| INPUT RECORDS |
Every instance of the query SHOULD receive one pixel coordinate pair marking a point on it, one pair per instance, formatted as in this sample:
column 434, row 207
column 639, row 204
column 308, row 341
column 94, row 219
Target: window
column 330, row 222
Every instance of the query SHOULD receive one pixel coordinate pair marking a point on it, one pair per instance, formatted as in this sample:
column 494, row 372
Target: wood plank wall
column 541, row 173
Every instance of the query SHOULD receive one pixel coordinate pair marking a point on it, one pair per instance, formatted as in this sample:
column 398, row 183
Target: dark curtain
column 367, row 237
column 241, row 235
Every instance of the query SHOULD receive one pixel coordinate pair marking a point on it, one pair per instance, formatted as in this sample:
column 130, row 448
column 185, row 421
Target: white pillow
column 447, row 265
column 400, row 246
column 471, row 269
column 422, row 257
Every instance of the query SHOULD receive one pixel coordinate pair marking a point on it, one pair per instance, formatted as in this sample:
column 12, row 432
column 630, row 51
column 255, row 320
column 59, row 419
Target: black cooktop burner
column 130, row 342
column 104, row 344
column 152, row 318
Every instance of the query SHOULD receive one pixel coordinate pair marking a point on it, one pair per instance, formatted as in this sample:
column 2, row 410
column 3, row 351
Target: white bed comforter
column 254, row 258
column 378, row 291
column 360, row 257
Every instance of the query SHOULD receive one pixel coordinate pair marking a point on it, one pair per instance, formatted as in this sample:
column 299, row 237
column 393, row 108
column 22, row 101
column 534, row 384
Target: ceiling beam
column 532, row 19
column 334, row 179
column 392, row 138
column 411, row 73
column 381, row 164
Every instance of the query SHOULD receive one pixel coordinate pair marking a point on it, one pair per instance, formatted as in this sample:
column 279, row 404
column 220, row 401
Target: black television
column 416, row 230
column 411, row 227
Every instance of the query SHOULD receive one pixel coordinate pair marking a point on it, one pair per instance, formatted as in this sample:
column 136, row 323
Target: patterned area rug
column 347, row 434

| INSTRUCTIONS FOR THE TASK |
Reproduce the records above with "SHOULD" swapped for "MUST" in every place it occurs, leaving everything else unchanged.

| EXERCISE RESPONSE |
Every instance of the query MUST receive one pixel coordinate pair marking a point on it, one pair per instance, formatted as in this sample:
column 434, row 207
column 639, row 204
column 308, row 341
column 94, row 219
Target: window
column 330, row 222
Every instance of the query MUST receive one pixel coordinate pair marking a point on it, one pair per instance, formatted as in this sample:
column 494, row 372
Target: wood plank wall
column 541, row 173
Every instance of the query MUST receive one pixel coordinate pair marking a point on it, one pair per instance, formatted as in this sample:
column 398, row 183
Target: dark curtain
column 367, row 237
column 241, row 235
Every instance of the query MUST receive one pixel coordinate pair marking a point on it, one pair per instance, formatted as in this sample:
column 130, row 448
column 185, row 421
Target: white pillow
column 447, row 265
column 400, row 246
column 471, row 269
column 422, row 257
Every instance of the query MUST receive one pixel coordinate pair marking a point on it, one pair per instance, formatted as in this sample:
column 12, row 432
column 630, row 51
column 255, row 320
column 59, row 419
Target: black cooktop burner
column 130, row 342
column 104, row 344
column 152, row 318
Every instance of the query MUST receive one pixel coordinate pair marking a point on it, one pair per instance, formatted as in this sample:
column 2, row 410
column 3, row 351
Target: white bed comforter
column 254, row 258
column 378, row 291
column 360, row 257
Every instance of the query MUST receive one pixel coordinate pair marking a point on it, one pair per instance, formatted as in this sample:
column 299, row 237
column 393, row 108
column 22, row 101
column 534, row 384
Target: ceiling beam
column 532, row 19
column 334, row 179
column 392, row 138
column 411, row 73
column 381, row 164
Every instance of the query MUST receive one pixel coordinate pair marking a point on it, one pair per instance, formatted as in this sample:
column 279, row 404
column 220, row 401
Target: black television
column 416, row 230
column 411, row 227
Every instance of the query MUST receive one pixel coordinate pair marking a point on it, one pair per instance, formatted as in this sample:
column 136, row 323
Target: patterned area rug
column 347, row 434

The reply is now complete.